TO-DO LIST
a. List the surnames of all authors cited in the forum reply on statistical testing below.
b. Translate the following sentence from the forum reply on statistical testing below into German: "Failing to reject the tested hypothesis does not mean that the hypothesis (better: the state of nature that is modelled by this hypothesis) is true."

TEXT SEGMENT
- - - - - - -

I am afraid that this suggestion will cost more animal lives and cause unpleasant experiences to unneccessary many more subjects.
And there is another problem:
"However, rather than jumping to the conclusion that the inferences of the estimation stage were “false” (Ioannidis, 2005), this two-step procedure might shift the emphasis toward precisely estimating the magnitude and direction of an effect (“how much”) and away from a dichotomous (“Does the effect exist or not?”) question (Calin-Jageman and Cumming, 2019)."
A test can not give the conclusion that no effect exists. The dicotomy "effect exists vs. effect does not exist" has noting to do with the testing procedure. It is at least a very wrong way to understand what tests actually do. Failing to reject the tested hypothesis does not mean that the hypothesis (better: the state of nature that is modelled by this hypothesis) is true. This only says that the data is not sufficient to conclude at the estimate is at the correct side of the hypothesis.

- - - - - - -

LISTED ENTRIES
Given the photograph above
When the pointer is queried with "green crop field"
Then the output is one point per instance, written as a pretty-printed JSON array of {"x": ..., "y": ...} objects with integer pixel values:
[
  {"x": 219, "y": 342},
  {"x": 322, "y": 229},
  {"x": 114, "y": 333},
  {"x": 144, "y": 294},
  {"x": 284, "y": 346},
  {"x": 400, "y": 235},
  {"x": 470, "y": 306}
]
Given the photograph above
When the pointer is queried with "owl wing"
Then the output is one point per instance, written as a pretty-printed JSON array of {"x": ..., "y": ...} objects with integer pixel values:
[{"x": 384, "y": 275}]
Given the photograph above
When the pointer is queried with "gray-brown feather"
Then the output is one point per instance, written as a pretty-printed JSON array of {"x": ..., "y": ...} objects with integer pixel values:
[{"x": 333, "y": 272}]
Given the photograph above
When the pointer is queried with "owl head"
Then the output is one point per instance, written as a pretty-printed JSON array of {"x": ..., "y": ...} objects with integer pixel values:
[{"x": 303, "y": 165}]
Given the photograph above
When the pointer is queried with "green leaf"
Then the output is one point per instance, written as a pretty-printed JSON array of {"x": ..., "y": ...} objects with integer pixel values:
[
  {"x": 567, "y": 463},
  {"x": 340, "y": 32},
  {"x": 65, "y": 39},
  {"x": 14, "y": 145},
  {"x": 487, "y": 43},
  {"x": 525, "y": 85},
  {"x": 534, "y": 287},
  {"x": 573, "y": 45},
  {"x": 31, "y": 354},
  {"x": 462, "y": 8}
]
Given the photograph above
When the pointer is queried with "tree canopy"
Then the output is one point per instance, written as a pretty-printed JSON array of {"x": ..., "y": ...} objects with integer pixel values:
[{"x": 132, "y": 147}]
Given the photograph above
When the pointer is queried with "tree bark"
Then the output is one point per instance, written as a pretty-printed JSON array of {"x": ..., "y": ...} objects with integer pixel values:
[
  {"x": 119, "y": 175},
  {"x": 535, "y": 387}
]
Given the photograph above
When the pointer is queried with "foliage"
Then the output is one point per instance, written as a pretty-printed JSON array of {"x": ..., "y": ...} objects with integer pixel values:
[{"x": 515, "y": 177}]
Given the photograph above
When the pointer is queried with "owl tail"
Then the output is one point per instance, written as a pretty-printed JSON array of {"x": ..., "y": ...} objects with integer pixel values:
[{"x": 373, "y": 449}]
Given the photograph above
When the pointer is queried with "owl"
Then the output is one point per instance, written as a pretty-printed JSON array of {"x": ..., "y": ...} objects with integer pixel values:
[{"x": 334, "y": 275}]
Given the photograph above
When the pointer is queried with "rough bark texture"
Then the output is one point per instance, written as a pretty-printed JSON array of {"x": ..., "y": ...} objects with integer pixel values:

- - - - - - -

RESULTS FOR EACH TASK
a. Ioannidis; Calin-Jageman; Cumming

b. Dass die getestete Hypothese nicht verworfen wird, bedeutet nicht, dass die Hypothese (besser: der Zustand der Natur, der durch diese Hypothese modelliert wird) wahr ist.